:: WORKING DATA ::

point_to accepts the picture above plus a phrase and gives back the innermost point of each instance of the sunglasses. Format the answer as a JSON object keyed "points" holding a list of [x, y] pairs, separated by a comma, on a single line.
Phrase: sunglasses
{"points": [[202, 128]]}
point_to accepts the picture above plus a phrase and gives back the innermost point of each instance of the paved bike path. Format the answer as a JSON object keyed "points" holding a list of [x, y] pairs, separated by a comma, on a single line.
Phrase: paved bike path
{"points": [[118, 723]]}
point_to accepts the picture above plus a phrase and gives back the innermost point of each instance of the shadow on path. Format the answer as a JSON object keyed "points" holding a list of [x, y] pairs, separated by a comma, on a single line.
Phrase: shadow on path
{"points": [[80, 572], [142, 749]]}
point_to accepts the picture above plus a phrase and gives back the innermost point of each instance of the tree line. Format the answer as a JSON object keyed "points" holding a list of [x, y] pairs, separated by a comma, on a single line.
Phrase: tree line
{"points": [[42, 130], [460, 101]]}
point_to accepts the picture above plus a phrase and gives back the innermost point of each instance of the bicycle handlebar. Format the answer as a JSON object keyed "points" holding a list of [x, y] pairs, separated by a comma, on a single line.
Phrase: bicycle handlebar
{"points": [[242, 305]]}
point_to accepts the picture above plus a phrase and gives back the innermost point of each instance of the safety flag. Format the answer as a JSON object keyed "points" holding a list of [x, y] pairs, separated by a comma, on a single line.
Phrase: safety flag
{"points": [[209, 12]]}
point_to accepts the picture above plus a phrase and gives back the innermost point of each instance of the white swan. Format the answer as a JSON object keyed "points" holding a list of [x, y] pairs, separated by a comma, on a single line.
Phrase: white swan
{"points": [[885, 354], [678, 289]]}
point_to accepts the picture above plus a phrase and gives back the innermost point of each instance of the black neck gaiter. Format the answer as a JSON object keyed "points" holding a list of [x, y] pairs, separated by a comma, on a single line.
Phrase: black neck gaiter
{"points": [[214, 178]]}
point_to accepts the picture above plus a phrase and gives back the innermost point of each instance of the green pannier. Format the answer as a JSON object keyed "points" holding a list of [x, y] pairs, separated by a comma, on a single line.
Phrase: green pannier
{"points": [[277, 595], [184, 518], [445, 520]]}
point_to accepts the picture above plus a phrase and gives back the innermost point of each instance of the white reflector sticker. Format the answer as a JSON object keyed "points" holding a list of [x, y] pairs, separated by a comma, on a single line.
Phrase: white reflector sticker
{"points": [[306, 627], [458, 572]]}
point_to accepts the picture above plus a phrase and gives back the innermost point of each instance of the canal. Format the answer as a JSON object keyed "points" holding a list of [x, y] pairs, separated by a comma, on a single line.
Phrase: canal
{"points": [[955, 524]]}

:::

PROMPT: Write the data out again, verbatim.

YOUR SOLUTION:
point_to accepts the picture above plus a phrase and gives back the innermost point of each instance of the sunglasses. Format the answer as a JSON object keyed "points" holding a list of [x, y] pairs, separated by a comma, on a single line.
Phrase: sunglasses
{"points": [[202, 128]]}
point_to accepts the picture above plus a phrase and gives back the innermost point of each instance of the paved bike path. Format the answer as a JSON object keyed "points" holding a list of [x, y] pairs, separated by a comma, on a single line.
Phrase: paved bike path
{"points": [[118, 723]]}
point_to accepts the picture above plus a phrase and gives back the innermost point of each instance of the shadow on path. Format the answer as a JSON object keyed "points" holding a list of [x, y] pairs, separated by a comma, on a single line.
Phrase: shadow on path
{"points": [[80, 572], [142, 749]]}
point_to accepts the picture above plus a phrase and gives back the innermost point of each instance of the tree line. Format the answer as a JSON object keyed "points" holding a list of [x, y] pairs, separated by a comma, on a single line.
Phrase: tree line
{"points": [[42, 130], [460, 101]]}
point_to accepts the picture above plus a phrase and gives back the innermost point of each instance of the bicycle handlebar. Format the answer as a JSON object keyed "points" holding a list of [x, y] pairs, separated by a comma, on a single line.
Phrase: bicycle handlebar
{"points": [[242, 305]]}
point_to accepts the picture above plus a phrase and gives back the innermost point of each instance of the safety flag. Format the answer as a JSON object keyed "points" holding a list of [x, y] pairs, separated by a comma, on a single line.
Phrase: safety flag
{"points": [[209, 12]]}
point_to accepts the picture above plus a phrase and gives back the innermost point of each instance of the white swan. Format the answer as a JSON object keyed "points" holding a list of [x, y] pairs, separated by a comma, on a single line.
Phrase: white swan
{"points": [[885, 354], [678, 289]]}
point_to accepts the picture above plus a phrase and gives back the innermost point of each instance of the black neck gaiter. Format the answer as a JSON object keyed "points" holding a list of [x, y] pairs, separated by a comma, on a single line.
Phrase: black neck gaiter
{"points": [[214, 178]]}
point_to accepts the picture above plus a phrase and gives back the innermost point of each instance of the green pannier. Format the answer as a JSON object keyed "points" holding a list of [x, y] pairs, separated by a comma, on a single line.
Phrase: green pannier
{"points": [[277, 595], [184, 518], [445, 520]]}
point_to accepts the picture above plus a phrase and gives back the innermost point of each instance of the white reflector sticker. Format the answer as a JSON object keyed "points" holding a list of [x, y] pairs, separated by a comma, on a single line.
Phrase: white reflector sticker
{"points": [[306, 627], [458, 572]]}
point_to accepts the picture above plus a phrase and gives back the innermost point of each instance of the canal. Format the answer as a JSON object keyed "points" holding a list of [x, y] pairs, separated by a comma, on a single line.
Phrase: canal
{"points": [[955, 524]]}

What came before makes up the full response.